**DIRECTIONS**
In all the records below, swap "Objective" for "Goal" and give the lines again with nothing else changed, leaving out the pictures.

Pointing dataset excerpts:
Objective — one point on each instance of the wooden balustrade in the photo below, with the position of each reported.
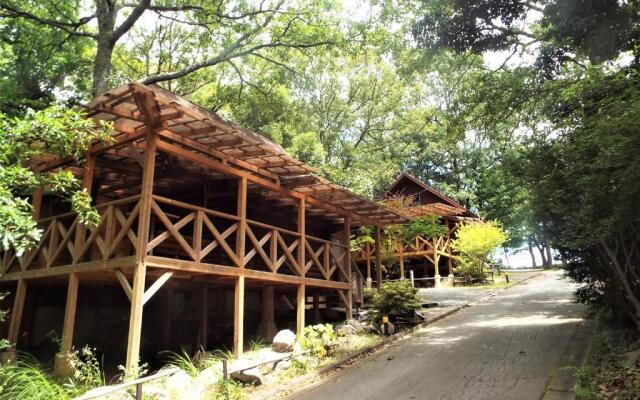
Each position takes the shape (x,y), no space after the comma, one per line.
(62,243)
(207,236)
(180,231)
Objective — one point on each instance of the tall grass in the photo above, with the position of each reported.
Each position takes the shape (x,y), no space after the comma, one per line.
(25,378)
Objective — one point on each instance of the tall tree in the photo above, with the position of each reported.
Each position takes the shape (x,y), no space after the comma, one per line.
(220,32)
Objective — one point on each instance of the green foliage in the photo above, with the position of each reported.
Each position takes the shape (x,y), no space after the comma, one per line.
(26,379)
(362,238)
(87,369)
(229,390)
(55,131)
(475,242)
(426,226)
(606,374)
(396,298)
(318,339)
(256,344)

**CORRECT ANSWER**
Goal — one point on each instance of the wooden balustrade in the photo below, with the position of each reported.
Each position takes the shape (x,y), no space after the comma, one per line.
(62,243)
(207,236)
(180,231)
Goal — one point on each instance of the tall grass in the photo above, with the position of each reported.
Each position takes the shape (x,y), no space after the comma, one per line.
(25,378)
Goal — one point on each instance of the tall tree in the photo above, with the position of each reported.
Each position takes the shape (x,y), no space after the comma, one per line.
(220,32)
Goal — one point on each instance of the green foliage in the photo above, with the position of each reported.
Each position takes the shape (x,y), no space after the comma, one per line.
(26,379)
(362,238)
(87,369)
(229,390)
(55,131)
(475,242)
(426,226)
(606,374)
(396,298)
(318,339)
(256,344)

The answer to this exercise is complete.